- [What needs to be done]:
Pictures aside, restate the records below exactly as written.

- [Data in this exercise]:
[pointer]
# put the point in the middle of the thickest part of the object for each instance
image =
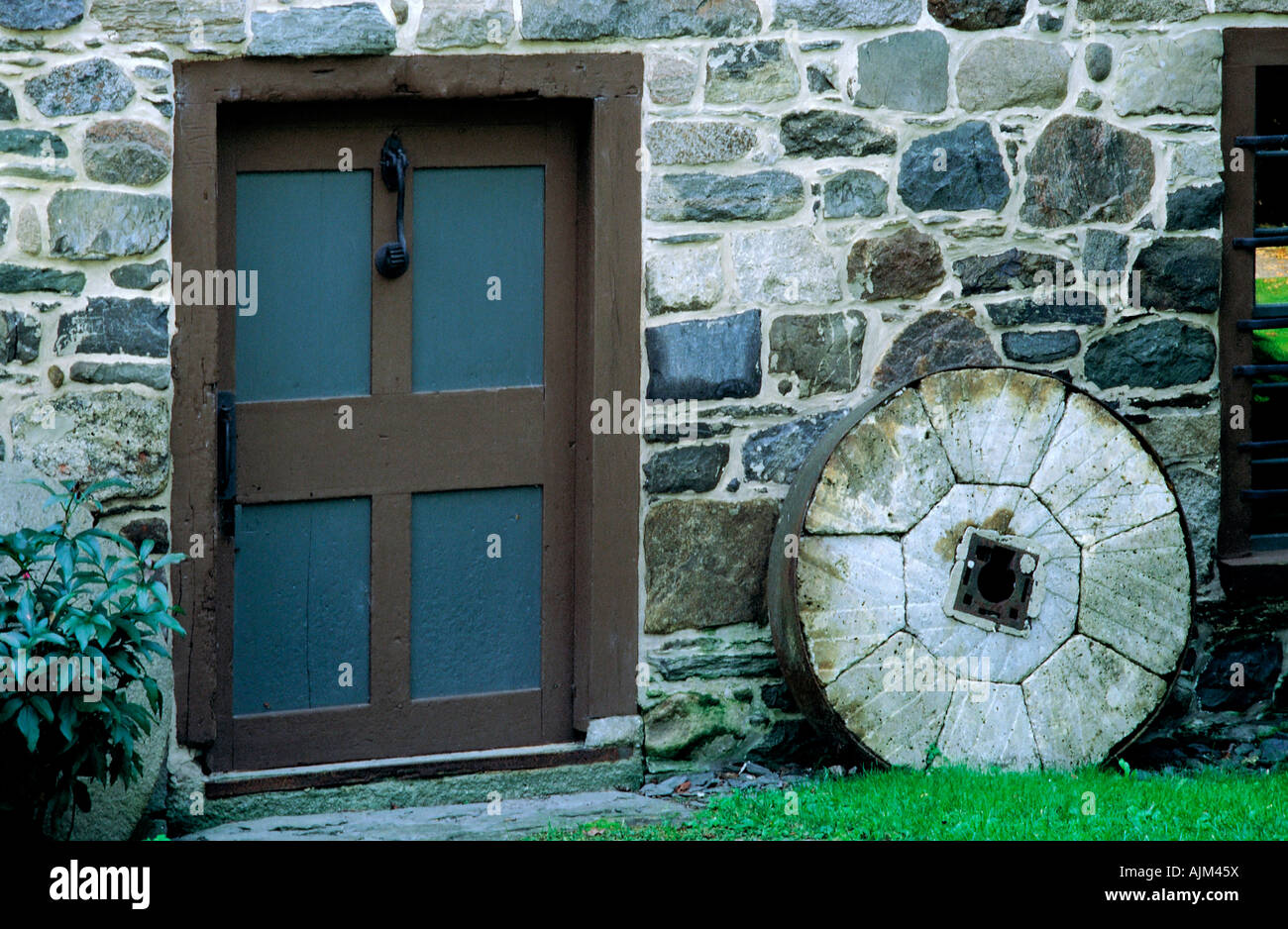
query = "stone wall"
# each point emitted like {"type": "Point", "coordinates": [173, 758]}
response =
{"type": "Point", "coordinates": [838, 194]}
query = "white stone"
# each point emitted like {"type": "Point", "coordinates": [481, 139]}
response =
{"type": "Point", "coordinates": [990, 732]}
{"type": "Point", "coordinates": [1171, 75]}
{"type": "Point", "coordinates": [1086, 699]}
{"type": "Point", "coordinates": [995, 425]}
{"type": "Point", "coordinates": [1096, 477]}
{"type": "Point", "coordinates": [897, 722]}
{"type": "Point", "coordinates": [682, 279]}
{"type": "Point", "coordinates": [785, 266]}
{"type": "Point", "coordinates": [884, 475]}
{"type": "Point", "coordinates": [1136, 593]}
{"type": "Point", "coordinates": [849, 596]}
{"type": "Point", "coordinates": [928, 552]}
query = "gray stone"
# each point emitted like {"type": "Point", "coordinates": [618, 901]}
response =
{"type": "Point", "coordinates": [357, 29]}
{"type": "Point", "coordinates": [995, 425]}
{"type": "Point", "coordinates": [193, 24]}
{"type": "Point", "coordinates": [688, 467]}
{"type": "Point", "coordinates": [1010, 270]}
{"type": "Point", "coordinates": [27, 231]}
{"type": "Point", "coordinates": [1162, 354]}
{"type": "Point", "coordinates": [1199, 494]}
{"type": "Point", "coordinates": [842, 14]}
{"type": "Point", "coordinates": [1253, 663]}
{"type": "Point", "coordinates": [1013, 72]}
{"type": "Point", "coordinates": [33, 143]}
{"type": "Point", "coordinates": [671, 78]}
{"type": "Point", "coordinates": [683, 279]}
{"type": "Point", "coordinates": [720, 197]}
{"type": "Point", "coordinates": [884, 476]}
{"type": "Point", "coordinates": [114, 326]}
{"type": "Point", "coordinates": [614, 731]}
{"type": "Point", "coordinates": [1089, 100]}
{"type": "Point", "coordinates": [704, 563]}
{"type": "Point", "coordinates": [21, 278]}
{"type": "Point", "coordinates": [698, 727]}
{"type": "Point", "coordinates": [905, 71]}
{"type": "Point", "coordinates": [98, 224]}
{"type": "Point", "coordinates": [81, 87]}
{"type": "Point", "coordinates": [711, 659]}
{"type": "Point", "coordinates": [519, 818]}
{"type": "Point", "coordinates": [1041, 348]}
{"type": "Point", "coordinates": [850, 596]}
{"type": "Point", "coordinates": [1099, 58]}
{"type": "Point", "coordinates": [153, 528]}
{"type": "Point", "coordinates": [907, 263]}
{"type": "Point", "coordinates": [990, 734]}
{"type": "Point", "coordinates": [1196, 207]}
{"type": "Point", "coordinates": [1136, 593]}
{"type": "Point", "coordinates": [1085, 700]}
{"type": "Point", "coordinates": [697, 142]}
{"type": "Point", "coordinates": [141, 276]}
{"type": "Point", "coordinates": [1077, 308]}
{"type": "Point", "coordinates": [829, 133]}
{"type": "Point", "coordinates": [1104, 251]}
{"type": "Point", "coordinates": [1083, 170]}
{"type": "Point", "coordinates": [785, 265]}
{"type": "Point", "coordinates": [587, 20]}
{"type": "Point", "coordinates": [42, 14]}
{"type": "Point", "coordinates": [1151, 11]}
{"type": "Point", "coordinates": [704, 360]}
{"type": "Point", "coordinates": [1181, 273]}
{"type": "Point", "coordinates": [97, 435]}
{"type": "Point", "coordinates": [978, 14]}
{"type": "Point", "coordinates": [960, 168]}
{"type": "Point", "coordinates": [932, 343]}
{"type": "Point", "coordinates": [777, 453]}
{"type": "Point", "coordinates": [1172, 75]}
{"type": "Point", "coordinates": [1201, 159]}
{"type": "Point", "coordinates": [156, 376]}
{"type": "Point", "coordinates": [820, 78]}
{"type": "Point", "coordinates": [20, 338]}
{"type": "Point", "coordinates": [824, 352]}
{"type": "Point", "coordinates": [1184, 437]}
{"type": "Point", "coordinates": [127, 152]}
{"type": "Point", "coordinates": [854, 193]}
{"type": "Point", "coordinates": [464, 24]}
{"type": "Point", "coordinates": [751, 72]}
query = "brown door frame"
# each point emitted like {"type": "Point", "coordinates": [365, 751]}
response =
{"type": "Point", "coordinates": [605, 90]}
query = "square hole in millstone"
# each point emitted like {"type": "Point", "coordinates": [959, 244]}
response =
{"type": "Point", "coordinates": [993, 583]}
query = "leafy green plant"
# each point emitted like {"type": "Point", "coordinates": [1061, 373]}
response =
{"type": "Point", "coordinates": [78, 623]}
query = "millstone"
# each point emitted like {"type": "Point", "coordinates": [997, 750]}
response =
{"type": "Point", "coordinates": [983, 568]}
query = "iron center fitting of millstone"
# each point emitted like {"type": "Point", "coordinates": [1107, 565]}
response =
{"type": "Point", "coordinates": [996, 583]}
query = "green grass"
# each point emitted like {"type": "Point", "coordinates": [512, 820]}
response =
{"type": "Point", "coordinates": [956, 803]}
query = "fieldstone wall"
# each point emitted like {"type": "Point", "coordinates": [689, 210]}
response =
{"type": "Point", "coordinates": [838, 194]}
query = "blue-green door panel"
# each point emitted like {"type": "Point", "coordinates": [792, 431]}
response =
{"type": "Point", "coordinates": [308, 237]}
{"type": "Point", "coordinates": [478, 233]}
{"type": "Point", "coordinates": [301, 601]}
{"type": "Point", "coordinates": [476, 619]}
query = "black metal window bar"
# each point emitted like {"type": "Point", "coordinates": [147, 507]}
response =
{"type": "Point", "coordinates": [1267, 495]}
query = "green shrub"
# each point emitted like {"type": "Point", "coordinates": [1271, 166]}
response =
{"type": "Point", "coordinates": [77, 628]}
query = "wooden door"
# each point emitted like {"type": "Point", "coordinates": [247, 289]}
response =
{"type": "Point", "coordinates": [400, 536]}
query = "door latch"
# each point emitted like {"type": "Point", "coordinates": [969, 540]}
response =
{"type": "Point", "coordinates": [391, 257]}
{"type": "Point", "coordinates": [226, 477]}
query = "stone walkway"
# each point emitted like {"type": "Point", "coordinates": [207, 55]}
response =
{"type": "Point", "coordinates": [515, 820]}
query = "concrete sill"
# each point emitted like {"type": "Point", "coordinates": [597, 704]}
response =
{"type": "Point", "coordinates": [419, 767]}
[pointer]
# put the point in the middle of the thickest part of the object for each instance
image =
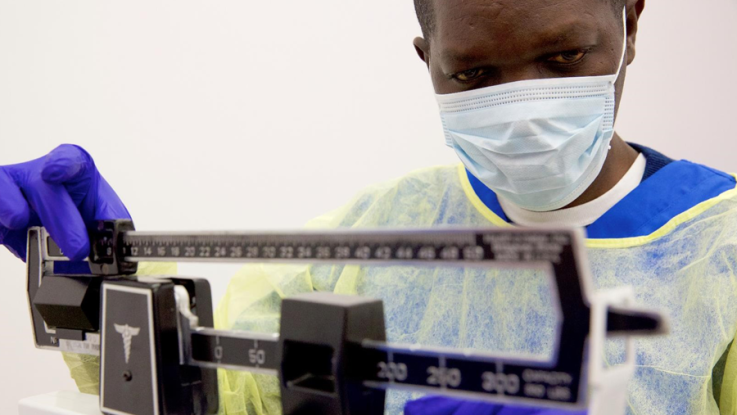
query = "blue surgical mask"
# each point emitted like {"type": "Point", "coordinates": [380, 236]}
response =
{"type": "Point", "coordinates": [536, 143]}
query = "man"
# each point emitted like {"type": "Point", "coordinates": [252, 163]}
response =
{"type": "Point", "coordinates": [528, 91]}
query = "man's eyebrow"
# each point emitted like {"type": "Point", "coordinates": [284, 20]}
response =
{"type": "Point", "coordinates": [548, 41]}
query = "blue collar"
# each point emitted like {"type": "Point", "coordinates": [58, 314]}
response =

- [Exercise answer]:
[pointer]
# put the point in the middle of the thickest part of the object for each instance
image =
query = "stone wall"
# each point emitted like {"type": "Point", "coordinates": [173, 758]}
response =
{"type": "Point", "coordinates": [838, 194]}
query = "white stone"
# each point emitted like {"type": "Point", "coordinates": [481, 139]}
response =
{"type": "Point", "coordinates": [990, 732]}
{"type": "Point", "coordinates": [1171, 75]}
{"type": "Point", "coordinates": [1086, 699]}
{"type": "Point", "coordinates": [995, 425]}
{"type": "Point", "coordinates": [1096, 477]}
{"type": "Point", "coordinates": [897, 722]}
{"type": "Point", "coordinates": [682, 279]}
{"type": "Point", "coordinates": [785, 266]}
{"type": "Point", "coordinates": [884, 475]}
{"type": "Point", "coordinates": [1136, 593]}
{"type": "Point", "coordinates": [849, 596]}
{"type": "Point", "coordinates": [928, 552]}
query = "gray stone"
# each point emitted like {"type": "Point", "coordinates": [618, 901]}
response =
{"type": "Point", "coordinates": [357, 29]}
{"type": "Point", "coordinates": [995, 425]}
{"type": "Point", "coordinates": [193, 24]}
{"type": "Point", "coordinates": [688, 467]}
{"type": "Point", "coordinates": [1010, 270]}
{"type": "Point", "coordinates": [27, 231]}
{"type": "Point", "coordinates": [1162, 354]}
{"type": "Point", "coordinates": [1199, 494]}
{"type": "Point", "coordinates": [842, 14]}
{"type": "Point", "coordinates": [1253, 663]}
{"type": "Point", "coordinates": [1013, 72]}
{"type": "Point", "coordinates": [33, 143]}
{"type": "Point", "coordinates": [671, 78]}
{"type": "Point", "coordinates": [683, 279]}
{"type": "Point", "coordinates": [720, 197]}
{"type": "Point", "coordinates": [884, 476]}
{"type": "Point", "coordinates": [114, 326]}
{"type": "Point", "coordinates": [614, 731]}
{"type": "Point", "coordinates": [1089, 100]}
{"type": "Point", "coordinates": [704, 563]}
{"type": "Point", "coordinates": [21, 278]}
{"type": "Point", "coordinates": [698, 727]}
{"type": "Point", "coordinates": [905, 71]}
{"type": "Point", "coordinates": [98, 224]}
{"type": "Point", "coordinates": [81, 87]}
{"type": "Point", "coordinates": [711, 659]}
{"type": "Point", "coordinates": [519, 818]}
{"type": "Point", "coordinates": [1041, 348]}
{"type": "Point", "coordinates": [850, 596]}
{"type": "Point", "coordinates": [1099, 58]}
{"type": "Point", "coordinates": [153, 528]}
{"type": "Point", "coordinates": [907, 263]}
{"type": "Point", "coordinates": [990, 734]}
{"type": "Point", "coordinates": [1196, 207]}
{"type": "Point", "coordinates": [1136, 593]}
{"type": "Point", "coordinates": [1085, 700]}
{"type": "Point", "coordinates": [697, 142]}
{"type": "Point", "coordinates": [141, 276]}
{"type": "Point", "coordinates": [1077, 308]}
{"type": "Point", "coordinates": [829, 133]}
{"type": "Point", "coordinates": [1104, 251]}
{"type": "Point", "coordinates": [1083, 170]}
{"type": "Point", "coordinates": [785, 265]}
{"type": "Point", "coordinates": [587, 20]}
{"type": "Point", "coordinates": [42, 14]}
{"type": "Point", "coordinates": [1151, 11]}
{"type": "Point", "coordinates": [704, 360]}
{"type": "Point", "coordinates": [1181, 273]}
{"type": "Point", "coordinates": [97, 435]}
{"type": "Point", "coordinates": [978, 14]}
{"type": "Point", "coordinates": [960, 168]}
{"type": "Point", "coordinates": [932, 343]}
{"type": "Point", "coordinates": [777, 453]}
{"type": "Point", "coordinates": [1172, 75]}
{"type": "Point", "coordinates": [1201, 159]}
{"type": "Point", "coordinates": [156, 376]}
{"type": "Point", "coordinates": [820, 78]}
{"type": "Point", "coordinates": [20, 338]}
{"type": "Point", "coordinates": [824, 352]}
{"type": "Point", "coordinates": [1184, 437]}
{"type": "Point", "coordinates": [127, 152]}
{"type": "Point", "coordinates": [854, 193]}
{"type": "Point", "coordinates": [464, 24]}
{"type": "Point", "coordinates": [751, 72]}
query = "brown door frame"
# each point emitted like {"type": "Point", "coordinates": [365, 751]}
response =
{"type": "Point", "coordinates": [605, 90]}
query = "square hole in millstone"
# each point emitted like {"type": "Point", "coordinates": [959, 244]}
response =
{"type": "Point", "coordinates": [993, 583]}
query = "leafy green plant"
# each point emitted like {"type": "Point", "coordinates": [1061, 373]}
response =
{"type": "Point", "coordinates": [78, 623]}
query = "millstone"
# each point emitted like {"type": "Point", "coordinates": [997, 750]}
response =
{"type": "Point", "coordinates": [983, 568]}
query = "iron center fitting of millstone"
# each point emitted like {"type": "Point", "coordinates": [1107, 565]}
response =
{"type": "Point", "coordinates": [996, 583]}
query = "green grass"
# each point emitted like {"type": "Point", "coordinates": [512, 820]}
response =
{"type": "Point", "coordinates": [956, 803]}
query = "fieldstone wall"
# each point emitted like {"type": "Point", "coordinates": [689, 210]}
response =
{"type": "Point", "coordinates": [838, 194]}
query = "blue-green door panel"
# each point emitted like {"type": "Point", "coordinates": [792, 431]}
response =
{"type": "Point", "coordinates": [308, 237]}
{"type": "Point", "coordinates": [478, 233]}
{"type": "Point", "coordinates": [301, 601]}
{"type": "Point", "coordinates": [476, 619]}
query = "black metal window bar"
# each point emitted like {"type": "Point", "coordinates": [147, 507]}
response =
{"type": "Point", "coordinates": [1267, 495]}
query = "green shrub"
# each point emitted like {"type": "Point", "coordinates": [1271, 166]}
response =
{"type": "Point", "coordinates": [77, 628]}
query = "wooden door"
# each point emitted like {"type": "Point", "coordinates": [247, 289]}
response =
{"type": "Point", "coordinates": [400, 536]}
query = "door latch"
# each point emitted like {"type": "Point", "coordinates": [969, 540]}
response =
{"type": "Point", "coordinates": [391, 257]}
{"type": "Point", "coordinates": [226, 477]}
query = "stone walkway"
# each point emitted like {"type": "Point", "coordinates": [207, 55]}
response =
{"type": "Point", "coordinates": [515, 820]}
query = "concrete sill"
# each point emitted like {"type": "Point", "coordinates": [597, 704]}
response =
{"type": "Point", "coordinates": [419, 767]}
[pointer]
# put the point in the middle of the thickest part of the object for each instance
image =
query = "blue surgical mask"
# each point emitted like {"type": "Point", "coordinates": [380, 236]}
response =
{"type": "Point", "coordinates": [536, 143]}
query = "man"
# each point emitted like {"type": "Point", "coordinates": [252, 163]}
response =
{"type": "Point", "coordinates": [528, 91]}
query = "man's eyebrow"
# each point emitted like {"type": "Point", "coordinates": [284, 20]}
response =
{"type": "Point", "coordinates": [548, 41]}
query = "blue collar"
# each point emitted like {"type": "Point", "coordinates": [58, 314]}
response =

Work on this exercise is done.